(Data in this exercise)
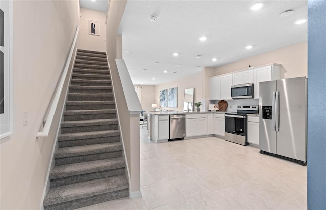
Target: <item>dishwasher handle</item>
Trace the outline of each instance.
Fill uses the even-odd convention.
[[[185,118],[185,116],[170,116],[170,119],[181,119],[182,118]]]

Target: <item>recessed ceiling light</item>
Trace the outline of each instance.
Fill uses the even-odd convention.
[[[293,14],[293,11],[291,10],[286,10],[282,13],[282,14],[281,14],[281,17],[287,17],[292,15],[292,14]]]
[[[149,19],[151,20],[152,22],[155,22],[157,20],[157,16],[155,16],[155,15],[152,15],[149,17]]]
[[[301,19],[300,20],[297,20],[297,21],[296,21],[295,22],[294,22],[294,23],[299,25],[300,24],[302,24],[302,23],[304,23],[306,22],[307,22],[307,19],[304,18],[304,19]]]
[[[262,2],[257,2],[256,3],[254,4],[251,6],[250,6],[250,9],[251,10],[258,10],[261,9],[264,6],[264,3]]]

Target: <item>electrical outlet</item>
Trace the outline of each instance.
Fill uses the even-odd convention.
[[[27,111],[23,111],[23,126],[26,126],[27,125],[27,122],[28,122],[28,120],[27,120]]]

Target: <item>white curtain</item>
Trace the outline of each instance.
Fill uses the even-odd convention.
[[[140,102],[141,104],[142,103],[142,87],[134,87],[134,89],[136,90],[136,93],[137,94],[137,96],[138,96],[138,99],[139,99]]]

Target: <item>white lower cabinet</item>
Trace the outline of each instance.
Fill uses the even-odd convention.
[[[207,135],[208,134],[207,114],[186,114],[185,130],[187,137]]]
[[[224,137],[225,124],[224,114],[215,114],[214,128],[214,134]]]
[[[248,116],[247,119],[247,142],[259,145],[259,117]]]
[[[162,120],[160,118],[160,116],[158,117],[158,140],[169,139],[169,118]]]

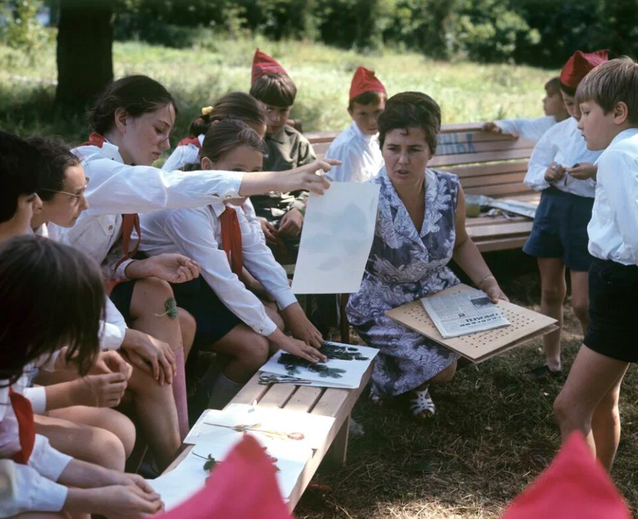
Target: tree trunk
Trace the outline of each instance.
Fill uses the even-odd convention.
[[[113,79],[111,15],[107,1],[61,0],[57,103],[84,107]]]

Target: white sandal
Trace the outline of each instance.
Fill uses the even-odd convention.
[[[417,417],[431,418],[434,416],[436,407],[434,401],[430,397],[430,388],[426,388],[422,391],[413,390],[414,397],[410,401],[410,410]],[[425,416],[421,413],[426,413]]]

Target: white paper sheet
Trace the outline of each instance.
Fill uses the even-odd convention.
[[[262,367],[262,370],[279,375],[298,376],[316,381],[320,385],[322,382],[329,382],[331,387],[354,389],[359,387],[363,374],[379,353],[376,348],[327,340],[320,351],[328,357],[328,360],[313,365],[280,350]]]
[[[255,437],[257,438],[257,436]],[[312,450],[302,446],[291,446],[289,444],[285,446],[270,444],[266,446],[259,439],[257,441],[266,448],[266,453],[268,456],[276,459],[274,464],[279,468],[275,473],[277,483],[282,497],[287,499],[297,484],[297,480],[306,467],[306,464],[311,457]],[[203,457],[210,455],[216,460],[223,460],[236,444],[237,441],[224,444],[203,440],[198,441],[193,447],[192,453]],[[203,459],[201,461],[203,465],[205,462]]]
[[[162,496],[167,511],[186,501],[203,487],[208,477],[208,473],[203,469],[205,462],[190,452],[174,470],[154,480],[147,480]]]
[[[379,186],[334,182],[311,194],[295,266],[295,293],[354,293],[361,286],[379,206]]]
[[[331,417],[233,403],[222,411],[215,409],[205,411],[190,430],[184,443],[209,441],[232,445],[239,441],[246,430],[262,445],[319,448],[334,423],[334,418]]]

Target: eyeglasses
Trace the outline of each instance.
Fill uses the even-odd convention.
[[[60,193],[60,194],[66,194],[67,197],[71,197],[72,199],[73,199],[73,201],[71,201],[71,203],[73,206],[77,206],[80,203],[80,199],[81,198],[84,198],[84,190],[86,189],[86,185],[88,185],[89,184],[89,177],[85,176],[84,181],[85,181],[84,187],[82,188],[82,192],[81,192],[80,194],[75,194],[73,193],[69,193],[69,192],[67,192],[66,191],[58,191],[57,190],[55,190],[55,189],[47,189],[46,188],[41,188],[38,190],[39,191],[48,191],[50,193]]]

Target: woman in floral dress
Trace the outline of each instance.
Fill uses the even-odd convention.
[[[373,400],[412,391],[410,408],[420,418],[435,412],[428,384],[450,381],[458,355],[385,312],[459,283],[448,267],[452,259],[495,302],[507,300],[466,231],[458,177],[427,167],[440,127],[441,109],[429,95],[403,92],[388,101],[379,118],[385,166],[368,181],[381,186],[374,241],[347,308],[359,336],[381,350]]]

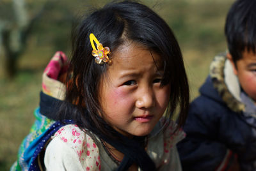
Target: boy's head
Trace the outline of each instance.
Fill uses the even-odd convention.
[[[256,101],[256,0],[237,0],[227,17],[225,33],[234,72]]]

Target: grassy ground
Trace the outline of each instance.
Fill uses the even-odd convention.
[[[225,18],[234,1],[142,1],[154,6],[175,34],[193,99],[208,74],[212,57],[226,50]],[[28,48],[19,61],[19,72],[15,78],[10,80],[4,76],[3,61],[0,58],[0,170],[8,170],[16,160],[19,145],[34,121],[33,113],[38,104],[44,67],[56,50],[68,51],[69,19],[65,19],[68,21],[63,22],[63,13],[54,14],[47,13],[42,19],[44,22],[35,26]],[[54,19],[47,19],[49,17]]]

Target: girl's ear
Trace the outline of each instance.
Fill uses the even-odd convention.
[[[231,62],[233,68],[233,72],[236,75],[237,75],[237,68],[236,66],[236,64],[233,61],[232,57],[230,53],[228,52],[227,54],[227,58]]]

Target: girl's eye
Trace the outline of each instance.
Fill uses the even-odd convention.
[[[124,85],[125,86],[133,86],[133,85],[136,85],[136,82],[135,80],[129,80],[125,82],[125,83],[124,83]]]
[[[162,81],[162,78],[156,78],[153,80],[153,83],[160,83]]]

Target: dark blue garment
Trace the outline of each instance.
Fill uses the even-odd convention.
[[[183,170],[215,170],[231,151],[227,169],[236,154],[241,170],[255,170],[256,138],[242,112],[227,107],[209,77],[200,93],[191,104],[184,128],[187,137],[177,145]]]

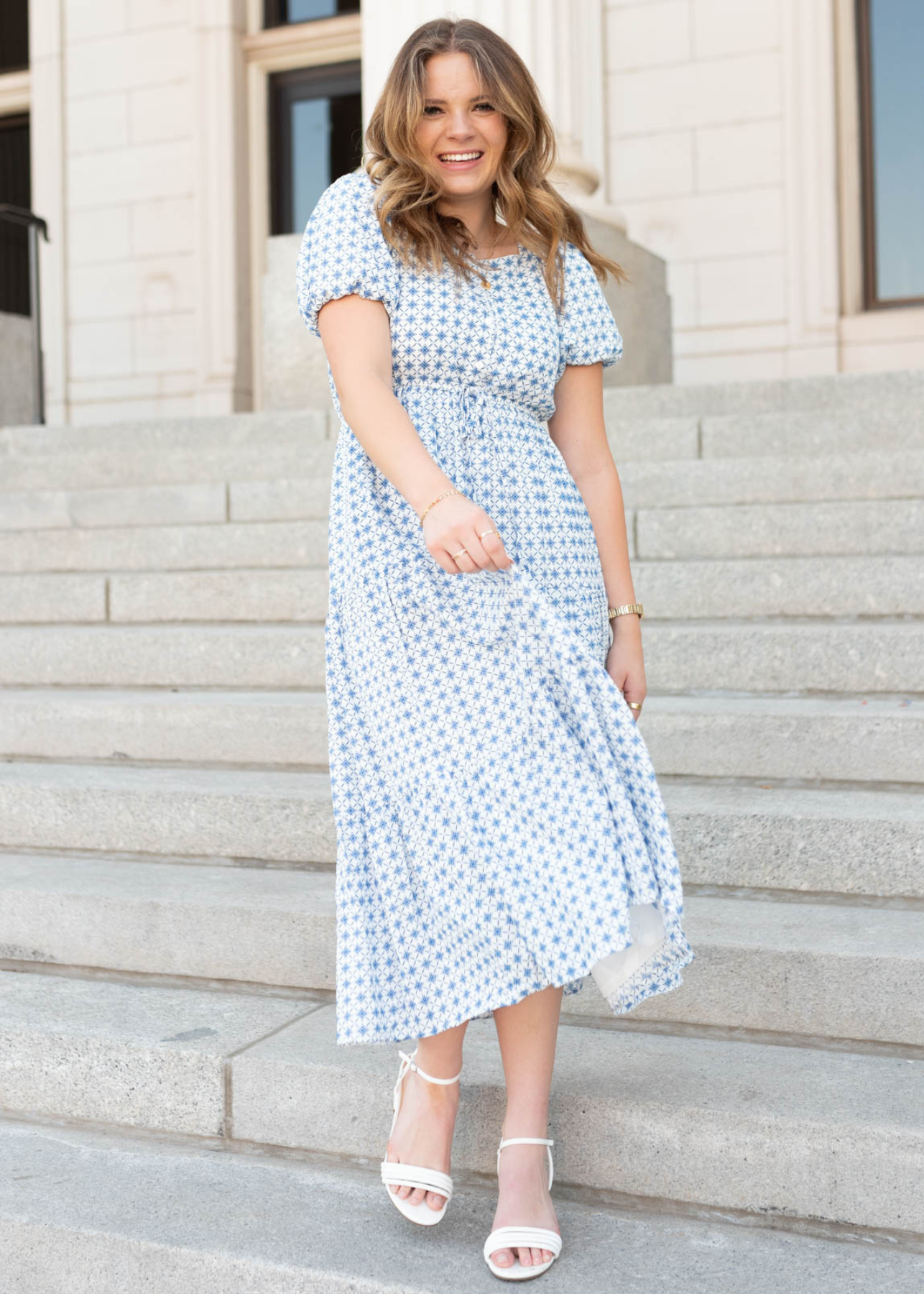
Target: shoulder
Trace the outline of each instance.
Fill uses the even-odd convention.
[[[577,289],[586,289],[591,281],[599,286],[594,267],[581,248],[569,242],[566,242],[563,246],[566,286],[573,283]]]
[[[348,171],[338,176],[324,190],[308,225],[333,236],[351,237],[362,233],[382,238],[382,226],[375,212],[375,185],[365,171]]]

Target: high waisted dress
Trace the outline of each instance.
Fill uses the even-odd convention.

(Work to be completed)
Reproduce all of the lines above character for character, leaving out the pictures.

(Task output)
Target: <item>dishwasher handle</item>
Trace the outline of each instance.
Fill uses the even-odd convention.
[[[185,118],[185,116],[170,116],[170,119],[181,119],[182,118]]]

Target: <item>recessed ceiling light</item>
Trace the outline of each instance.
Fill uses the even-odd convention.
[[[293,14],[293,11],[291,10],[286,10],[282,13],[282,14],[281,14],[281,17],[287,17],[292,15],[292,14]]]
[[[149,19],[151,20],[152,22],[155,22],[157,20],[157,16],[155,16],[155,15],[152,15],[149,17]]]
[[[301,19],[300,20],[297,20],[297,21],[296,21],[295,22],[294,22],[294,23],[299,25],[300,24],[302,24],[302,23],[304,23],[306,22],[307,22],[307,19],[304,18],[304,19]]]
[[[262,2],[257,2],[256,3],[254,4],[251,6],[250,6],[250,9],[251,10],[258,10],[261,9],[264,6],[264,3]]]

Target: <item>electrical outlet</item>
Trace the outline of each instance.
Fill uses the even-odd convention.
[[[27,111],[23,111],[23,126],[26,126],[27,125],[27,122],[28,122],[28,120],[27,120]]]

Target: <item>white curtain</item>
Trace the outline of each instance.
Fill uses the even-odd convention.
[[[140,102],[141,104],[142,103],[142,87],[134,87],[134,89],[136,90],[136,93],[137,94],[137,96],[138,96],[138,99],[139,99]]]

Target: <item>white lower cabinet</item>
Trace the outline of each instance.
Fill uses the even-odd convention.
[[[207,135],[208,134],[207,114],[186,114],[185,130],[187,137]]]
[[[224,137],[225,124],[224,114],[215,114],[214,128],[214,134]]]
[[[248,116],[247,119],[247,142],[259,145],[259,117]]]
[[[162,120],[160,118],[160,116],[158,117],[158,140],[169,139],[169,118]]]

Target: tree trunk
Trace the outline of each instance.
Fill uses the even-odd convention.
[[[113,79],[111,15],[107,1],[61,0],[57,103],[84,107]]]

Target: white sandal
Trace the outline of each instance.
Fill uses the even-odd convention.
[[[417,417],[431,418],[434,416],[436,407],[434,401],[430,397],[430,388],[426,388],[422,391],[413,390],[414,397],[410,401],[410,410]],[[425,416],[421,413],[426,413]]]

Target: white paper sheet
Trace the outline of each instance.
Fill uses the even-odd convention.
[[[262,367],[262,370],[279,375],[298,376],[316,381],[320,385],[322,382],[329,382],[331,387],[354,389],[359,387],[363,374],[379,353],[376,348],[327,340],[320,351],[328,357],[328,360],[313,365],[280,350]]]
[[[255,437],[257,438],[257,436]],[[312,450],[302,446],[291,446],[289,444],[285,446],[270,444],[266,446],[259,439],[257,441],[266,448],[266,453],[268,456],[276,459],[274,464],[279,468],[275,473],[277,483],[282,497],[287,499],[297,484],[297,480],[306,467],[306,464],[311,457]],[[203,457],[210,455],[216,460],[223,460],[236,444],[237,441],[224,444],[203,440],[198,441],[193,447],[192,453]],[[203,459],[201,461],[203,465],[205,462]]]
[[[162,496],[167,511],[186,501],[203,487],[208,477],[208,473],[203,469],[205,462],[190,452],[174,470],[154,480],[147,480]]]
[[[379,186],[334,182],[311,194],[295,266],[295,293],[354,293],[361,286],[379,206]]]
[[[331,417],[233,403],[222,411],[215,409],[205,411],[190,430],[184,443],[209,441],[232,445],[239,441],[246,430],[262,445],[319,448],[334,423],[334,418]]]

Target: eyeglasses
Trace the outline of each instance.
Fill uses the even-odd convention.
[[[60,193],[60,194],[66,194],[67,197],[71,197],[72,199],[73,199],[73,201],[71,201],[71,203],[73,206],[77,206],[80,203],[80,199],[81,198],[84,198],[84,190],[86,189],[86,185],[88,185],[89,184],[89,177],[85,176],[84,181],[85,181],[84,187],[82,188],[82,192],[81,192],[80,194],[75,194],[73,193],[69,193],[69,192],[67,192],[66,191],[58,191],[57,190],[55,190],[55,189],[47,189],[46,188],[41,188],[38,190],[39,191],[48,191],[50,193]]]

Target: woman in floral dress
Trace the outline of each instance.
Fill uses the even-odd convention.
[[[373,400],[412,391],[410,408],[420,418],[435,412],[428,384],[450,381],[458,355],[385,312],[459,283],[448,267],[452,259],[495,302],[507,300],[466,231],[458,177],[427,167],[440,127],[441,109],[429,95],[403,92],[388,101],[379,118],[385,166],[368,181],[381,186],[374,241],[347,308],[359,336],[381,350]]]

Target: boy's head
Trace the outline of each instance.
Fill uses the even-odd convention.
[[[256,101],[256,0],[237,0],[227,17],[225,33],[234,72]]]

Target: grassy ground
Trace the outline of each instance.
Fill uses the even-odd convention.
[[[225,18],[234,1],[142,1],[154,6],[175,34],[193,99],[208,74],[212,57],[226,50]],[[28,48],[19,61],[19,72],[15,78],[10,80],[4,76],[3,61],[0,58],[0,170],[8,170],[16,160],[19,145],[34,121],[33,113],[38,104],[44,67],[56,50],[68,51],[69,19],[65,19],[68,21],[63,22],[63,13],[54,14],[47,13],[42,19],[44,22],[35,26]],[[54,19],[47,19],[49,17]]]

Target: girl's ear
Trace the outline of each instance.
Fill uses the even-odd convention.
[[[231,62],[233,68],[233,72],[236,75],[237,75],[237,68],[236,66],[236,64],[233,61],[232,57],[230,53],[228,52],[227,54],[227,58]]]

Target: girl's eye
Trace the outline of each instance.
Fill uses the even-odd convention.
[[[124,85],[125,86],[133,86],[133,85],[136,85],[136,82],[135,80],[129,80],[125,82],[125,83],[124,83]]]
[[[162,81],[162,78],[156,78],[153,80],[153,83],[160,83]]]

Target: dark blue garment
Trace the outline of each instance.
Fill uses the even-odd convention.
[[[183,170],[215,170],[231,151],[227,169],[236,154],[241,170],[255,170],[256,138],[242,112],[227,107],[209,77],[200,93],[191,104],[184,128],[187,137],[177,145]]]

Target: shoulder
Trace the outline of each instance.
Fill uses the even-odd convention.
[[[577,289],[586,289],[591,281],[599,286],[594,267],[581,248],[569,242],[566,242],[563,246],[566,286],[573,283]]]
[[[348,171],[338,176],[324,190],[308,225],[333,236],[351,237],[362,233],[382,238],[382,226],[375,212],[375,185],[365,171]]]

Target: high waisted dress
Trace the outline of each instance.
Fill uses the even-odd convention.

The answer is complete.